> [Dataset extract]
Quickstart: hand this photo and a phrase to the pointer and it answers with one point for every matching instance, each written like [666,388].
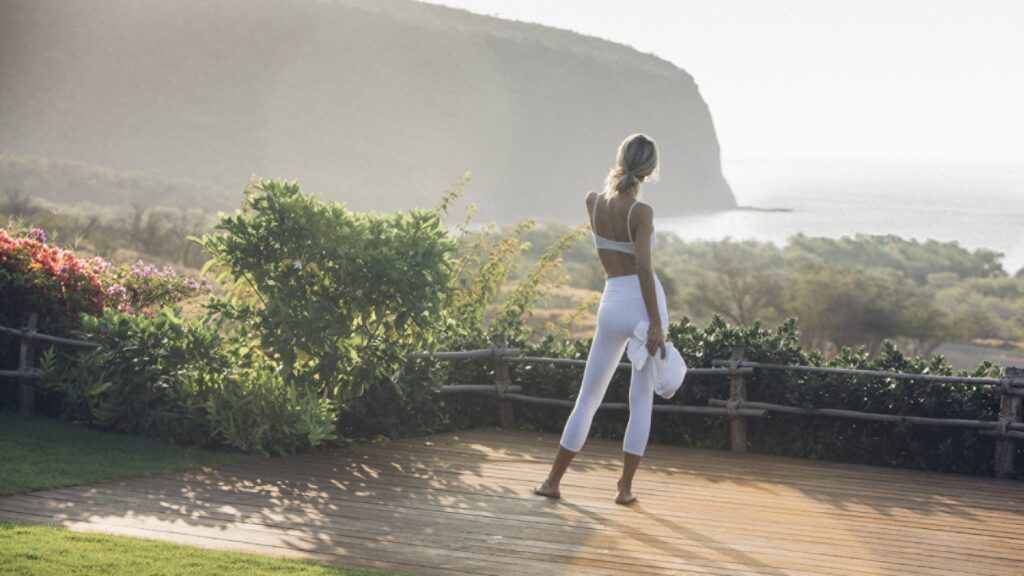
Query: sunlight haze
[870,80]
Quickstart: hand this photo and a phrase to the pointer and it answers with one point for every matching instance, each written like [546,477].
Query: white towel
[668,373]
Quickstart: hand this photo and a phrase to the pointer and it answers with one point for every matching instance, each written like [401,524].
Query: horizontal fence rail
[27,371]
[1007,429]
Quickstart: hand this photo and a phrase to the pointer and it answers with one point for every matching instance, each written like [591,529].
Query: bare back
[608,219]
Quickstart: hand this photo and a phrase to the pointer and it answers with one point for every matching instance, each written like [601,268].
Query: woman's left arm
[645,271]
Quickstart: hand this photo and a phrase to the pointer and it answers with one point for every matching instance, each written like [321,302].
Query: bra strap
[629,230]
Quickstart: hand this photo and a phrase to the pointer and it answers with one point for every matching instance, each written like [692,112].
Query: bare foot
[545,489]
[625,496]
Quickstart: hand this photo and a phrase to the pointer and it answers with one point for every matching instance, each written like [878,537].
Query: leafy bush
[142,288]
[336,297]
[47,280]
[853,441]
[185,381]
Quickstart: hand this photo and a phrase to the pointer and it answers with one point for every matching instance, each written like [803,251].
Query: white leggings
[622,307]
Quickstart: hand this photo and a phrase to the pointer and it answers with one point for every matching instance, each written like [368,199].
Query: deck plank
[461,503]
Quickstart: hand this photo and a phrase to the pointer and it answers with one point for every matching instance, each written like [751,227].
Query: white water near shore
[979,206]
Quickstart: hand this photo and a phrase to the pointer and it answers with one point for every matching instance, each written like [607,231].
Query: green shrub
[336,297]
[807,437]
[186,381]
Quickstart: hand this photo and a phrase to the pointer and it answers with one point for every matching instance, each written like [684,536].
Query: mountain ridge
[379,104]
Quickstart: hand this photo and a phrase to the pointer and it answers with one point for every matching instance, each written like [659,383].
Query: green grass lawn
[37,453]
[46,550]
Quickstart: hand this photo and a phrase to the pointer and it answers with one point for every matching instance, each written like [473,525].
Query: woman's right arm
[644,216]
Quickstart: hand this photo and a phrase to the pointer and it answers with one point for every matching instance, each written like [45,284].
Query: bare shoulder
[643,212]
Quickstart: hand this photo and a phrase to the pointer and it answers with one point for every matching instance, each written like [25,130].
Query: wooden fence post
[737,394]
[502,380]
[1010,412]
[27,392]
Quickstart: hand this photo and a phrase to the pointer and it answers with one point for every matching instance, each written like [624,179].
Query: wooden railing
[1007,429]
[26,360]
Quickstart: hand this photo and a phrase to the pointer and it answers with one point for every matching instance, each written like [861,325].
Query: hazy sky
[864,79]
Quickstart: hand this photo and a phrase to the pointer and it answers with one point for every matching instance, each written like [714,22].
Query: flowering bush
[47,280]
[142,288]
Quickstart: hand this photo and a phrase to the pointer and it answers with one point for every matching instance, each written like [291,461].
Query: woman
[624,234]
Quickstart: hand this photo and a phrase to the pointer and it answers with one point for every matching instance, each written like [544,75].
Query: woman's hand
[655,340]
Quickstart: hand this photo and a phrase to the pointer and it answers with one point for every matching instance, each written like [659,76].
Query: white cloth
[665,373]
[622,306]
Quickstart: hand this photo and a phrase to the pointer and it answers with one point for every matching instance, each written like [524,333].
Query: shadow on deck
[461,503]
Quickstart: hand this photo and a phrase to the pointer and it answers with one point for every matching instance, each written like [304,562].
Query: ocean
[978,206]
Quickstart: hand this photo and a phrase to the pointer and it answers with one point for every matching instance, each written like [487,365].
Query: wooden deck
[461,503]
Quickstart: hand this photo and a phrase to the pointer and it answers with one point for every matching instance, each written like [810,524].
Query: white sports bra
[608,244]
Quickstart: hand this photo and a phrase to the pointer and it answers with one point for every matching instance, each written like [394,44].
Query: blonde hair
[636,163]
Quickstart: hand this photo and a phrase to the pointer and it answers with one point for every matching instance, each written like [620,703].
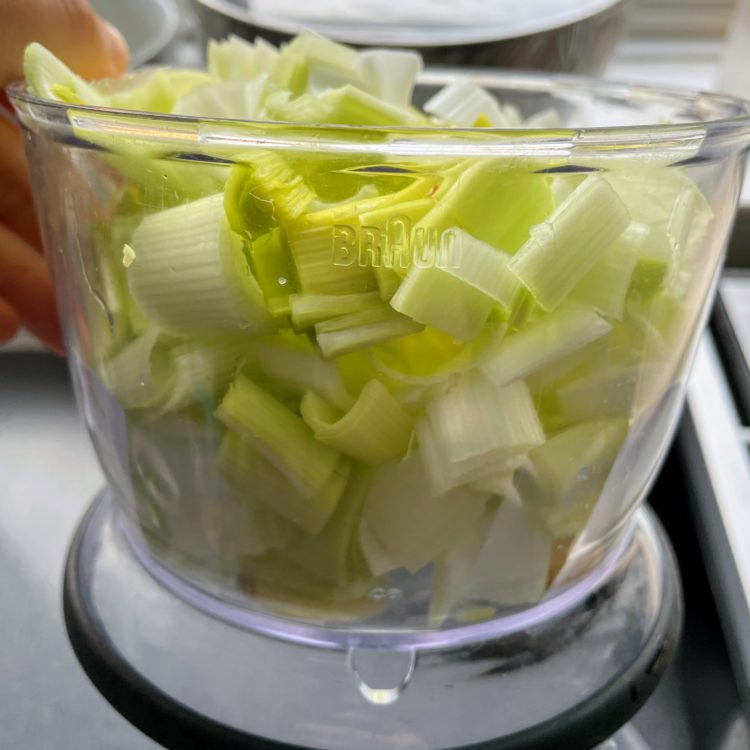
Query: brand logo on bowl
[398,244]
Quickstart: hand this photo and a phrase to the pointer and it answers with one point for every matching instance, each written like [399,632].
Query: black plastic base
[173,723]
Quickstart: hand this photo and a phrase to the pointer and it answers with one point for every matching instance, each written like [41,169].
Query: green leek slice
[309,309]
[438,298]
[245,466]
[473,427]
[362,329]
[301,371]
[405,526]
[190,274]
[263,192]
[565,247]
[375,430]
[540,344]
[282,438]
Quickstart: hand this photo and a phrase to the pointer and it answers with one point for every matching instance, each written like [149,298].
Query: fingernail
[116,46]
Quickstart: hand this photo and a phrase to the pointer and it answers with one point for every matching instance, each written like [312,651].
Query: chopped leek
[283,439]
[438,298]
[462,103]
[507,565]
[324,262]
[334,554]
[238,100]
[566,475]
[235,59]
[375,430]
[274,271]
[390,74]
[301,371]
[542,343]
[563,249]
[605,286]
[308,309]
[190,274]
[263,192]
[200,372]
[473,427]
[405,526]
[339,362]
[248,470]
[138,376]
[494,202]
[361,329]
[483,267]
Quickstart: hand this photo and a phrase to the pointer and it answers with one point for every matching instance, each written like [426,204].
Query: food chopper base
[568,674]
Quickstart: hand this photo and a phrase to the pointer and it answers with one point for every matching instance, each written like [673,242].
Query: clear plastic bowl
[456,438]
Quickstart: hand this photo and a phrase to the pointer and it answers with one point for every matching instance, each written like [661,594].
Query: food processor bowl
[385,384]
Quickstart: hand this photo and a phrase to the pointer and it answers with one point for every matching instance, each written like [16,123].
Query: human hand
[92,48]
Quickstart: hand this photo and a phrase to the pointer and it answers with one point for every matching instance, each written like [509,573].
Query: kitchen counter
[49,476]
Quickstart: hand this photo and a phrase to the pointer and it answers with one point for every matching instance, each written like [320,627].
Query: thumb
[70,29]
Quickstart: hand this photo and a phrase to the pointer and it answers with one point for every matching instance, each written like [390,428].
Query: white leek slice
[248,470]
[494,202]
[362,329]
[438,298]
[308,309]
[483,267]
[352,106]
[201,371]
[281,436]
[564,248]
[509,567]
[424,358]
[498,483]
[405,525]
[605,286]
[463,102]
[238,100]
[610,392]
[564,477]
[475,426]
[333,554]
[235,59]
[151,89]
[302,371]
[375,430]
[325,64]
[138,376]
[190,274]
[555,336]
[390,74]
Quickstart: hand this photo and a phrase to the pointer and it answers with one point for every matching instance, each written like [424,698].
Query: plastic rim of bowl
[728,118]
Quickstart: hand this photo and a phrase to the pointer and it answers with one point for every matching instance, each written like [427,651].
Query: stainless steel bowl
[577,38]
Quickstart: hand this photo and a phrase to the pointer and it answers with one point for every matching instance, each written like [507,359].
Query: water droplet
[381,675]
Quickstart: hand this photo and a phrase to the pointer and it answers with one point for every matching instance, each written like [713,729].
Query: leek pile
[398,365]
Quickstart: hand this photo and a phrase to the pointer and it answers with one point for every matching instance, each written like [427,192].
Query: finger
[69,28]
[9,321]
[25,284]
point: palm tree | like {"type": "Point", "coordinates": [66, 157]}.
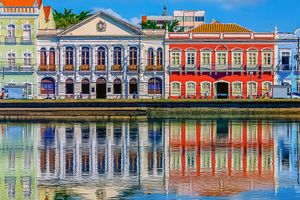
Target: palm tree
{"type": "Point", "coordinates": [68, 17]}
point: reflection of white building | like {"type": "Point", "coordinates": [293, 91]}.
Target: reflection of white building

> [Task details] Reproduce every line above as written, skipping pictures.

> [Final answer]
Quickstart: hand this photo and a phrase to the pointer and it answers with one point for every matching instance, each written like [666,388].
Query: sunlight haze
[870,80]
Quickstart: hand this photo and a phrase to the pointer and it answers with one point for every matching instance, each written like [546,477].
Query: white towel
[668,373]
Quickstart: hand this photo and a phrase to the pointer and it answers with one point for every matching instance, each written like [401,524].
Query: horizontal fence rail
[27,371]
[1007,429]
Quickstart: hand this photo and a phrase to the pointer and it answers with one point for every matching instance, each written like [591,529].
Query: bare back
[608,219]
Quickstart: hand this photo and a phrase to the pointer and it answers with one point for every matching instance, each written like [601,268].
Query: woman's left arm
[645,271]
Quickstart: hand this photo and a phrase to the pointer and it answers with one point for every matching instance, each written like [321,302].
Query: bra strap
[629,230]
Quickstart: hand this photo and a phrase to the pointer and it answers with one point for every matching instance, each written like [692,112].
Query: bare foot
[545,489]
[625,496]
Quickstart: hand this photo and a phrase to the pointer and it answers with one point for every matching instance, each written like [878,537].
Query: leafy bush
[142,288]
[336,297]
[47,280]
[853,441]
[185,381]
Quickstart: hand this photo and a phrase to the pointer and it answers with one point for every matching instance, each written like [803,251].
Query: white leggings
[622,307]
Quickstart: hand this photo and a phrase to the pointer and it answers with one point for every matching instance, each written like [368,199].
Query: deck plank
[461,503]
Quickstart: hand this photo and a phrase to the pointer and it answers with one point for every matching instance, each written like [751,227].
Query: white water near shore
[979,206]
Quickstart: hand this photo and a phrase to the pointer and it answers with one point for every matching instance, each written like [607,231].
Query: green shrub
[336,297]
[807,437]
[186,381]
Quickstart: hand this photo and a phrase to the pointer and it answers with one point for every matching instance, each written like [684,536].
Query: mountain ridge
[379,104]
Quickstart: hand this photo and a phrase to the pointer and it answers with one point for every matching instance, each written like [659,383].
Query: green grass lawn
[37,453]
[46,550]
Quickstart: hand this photo and a phrase to the pointer and it answers with one point for every matching instance, each written like [473,525].
Query: woman's right arm
[644,216]
Quickstart: hand this photo and a phrase to the pointer and it answers with one point for every matching instance, each written like [45,284].
Query: bare shoulder
[643,212]
Quickstart: hand this photo and a phrase to the pointer and it answers with one point for every matching instance, each written like [25,130].
Query: wooden fence post
[737,394]
[502,380]
[1010,412]
[27,392]
Quickstart: hand this photo and a phrase to the pointer and it answers with one point for every matching instance, each written like [624,179].
Query: wooden railing
[1007,429]
[26,360]
Quickstart: hand this photo and a phrase to the pointer and it answers with one point for every matching instance, each written like [861,325].
Query: hazy sky
[864,79]
Quickstart: hand this photo and a phrase to the pointer and it answers with one point for every matching instance, each written like [714,22].
Query: flowering bush
[47,280]
[142,288]
Quickstart: hand this photo and a phrase to the pointer and it answers with one point for every matching instance, each written like [291,461].
Query: woman
[624,234]
Quickstart: hand this photo and a phrase to the pointer and it answers with one point for every matching instance, each written like [544,75].
Query: woman's hand
[655,340]
Quickstart: hand this photo and a phrase to the pointer and it answers with one point for every matching instance, each written like [659,76].
Query: white cloth
[665,373]
[622,306]
Quickstart: hand this photo and a phrase to the pointer and it answers with one point for every matching instance, each written like [524,333].
Query: shadow on deck
[461,503]
Quickstart: hand this photo and a phrase to the pointer and it answers with one point for every matching instance, each written like [304,562].
Query: ocean
[978,206]
Quickstart: hand this photo and a phrase to the pointer and it answers with one point for every matching instance, each written like [487,365].
Query: wooden deck
[461,503]
Quickstart: hand this photo and a phrase to the pointer and it answers with one point for every matching instance, each written like [810,524].
Query: white sports bra
[608,244]
Quickstart: hand this photo and a phrase to the pointer and it answers with one point for every matching instance, each written like [394,44].
Query: blonde hair
[636,163]
Quickstart: hand this photo and a phrase to the pointer and it answers with one point for every matching instance, each written like [620,703].
Query: brand logo on bowl
[398,244]
Quickstart: hand this photo and a phrase to the pointer and it answers with one point for every matching instance, each written like [399,632].
Query: black plastic base
[173,723]
Quickstart: hand this photo and a phrase to the pointer and it answers with one point for every matching instance, each written like [41,169].
Query: green leek slice
[309,309]
[438,298]
[245,466]
[473,427]
[362,329]
[301,371]
[405,526]
[190,274]
[263,192]
[565,247]
[375,430]
[540,344]
[282,438]
Quickstart: hand this photo and a phrase to the pointer and it answers with one point for every matching instance, each written like [149,298].
Query: fingernail
[116,46]
Quickstart: hand this photo and a phrase to the pointer and it answers with one point for every matching instance, each written like [312,651].
Query: chopped leek
[283,439]
[438,298]
[462,103]
[507,565]
[324,262]
[334,554]
[238,100]
[566,475]
[235,59]
[375,430]
[274,271]
[390,74]
[301,371]
[542,343]
[563,249]
[605,286]
[308,309]
[190,274]
[263,192]
[200,372]
[473,427]
[405,526]
[339,362]
[248,470]
[138,376]
[494,202]
[361,329]
[483,267]
Quickstart: hand this photo and a phrase to the pointer and it answers with one point for every matching instance, each written like [426,204].
Query: food chopper base
[568,674]
Quickstart: hand this photo and a phrase to the pointer and it answers with one point for every matching instance, each written like [673,242].
Query: clear plastic bowl
[456,438]
Quickstart: hand this photo and a phrase to the pointer and it answers with one point for every matching instance, each written like [661,594].
Query: food processor bowl
[385,384]
Quickstart: hand this photo and a phrase to the pointer and it answers with one point for every matching instance, each written like [16,123].
Query: human hand
[92,48]
Quickstart: hand this photo and a phrase to the pointer and it answers with one point for every matching instance, each written like [509,573].
Query: kitchen counter
[49,476]
Quickstart: hand this photo and a phrase to the pointer and it answers with one point for every matching instance, each written like [320,627].
Query: thumb
[70,29]
Quickstart: hand this photo and a phrase to the pointer and it answers with one point for every matching instance, each written like [390,428].
Query: white leek slice
[248,470]
[494,202]
[362,329]
[438,298]
[308,309]
[483,267]
[352,106]
[201,371]
[281,436]
[564,248]
[509,567]
[424,358]
[498,483]
[405,525]
[605,286]
[463,102]
[238,100]
[610,392]
[564,477]
[475,426]
[333,554]
[235,59]
[151,89]
[302,371]
[375,430]
[325,64]
[138,376]
[190,274]
[555,336]
[390,74]
Quickstart: hand this photo and a phrase to the pointer and it answers with one point for every matching instance, each written like [424,698].
Query: plastic rim of bowl
[728,118]
Quickstart: hand this photo and a phrase to the pointer and it answers with one point for every matching instance, each written like [427,651].
Query: stainless steel bowl
[577,38]
Quickstart: hand this photo and a phrase to the pointer and it answers with one point for every matching instance, each written like [507,359].
Query: water droplet
[381,675]
Quickstart: hand this photo and a phrase to the pointer and it answers with one point for every matching instance, each written like [713,729].
Query: leek pile
[398,365]
Quickstart: hand this photo and a phrase to the pointer and it answers with one point for every matching instance, each written like [427,192].
Query: finger
[69,28]
[9,321]
[25,284]
point: palm tree | like {"type": "Point", "coordinates": [66, 157]}.
Target: palm tree
{"type": "Point", "coordinates": [68, 17]}
point: reflection of white building | like {"type": "Point", "coordinates": [293, 91]}.
Target: reflection of white building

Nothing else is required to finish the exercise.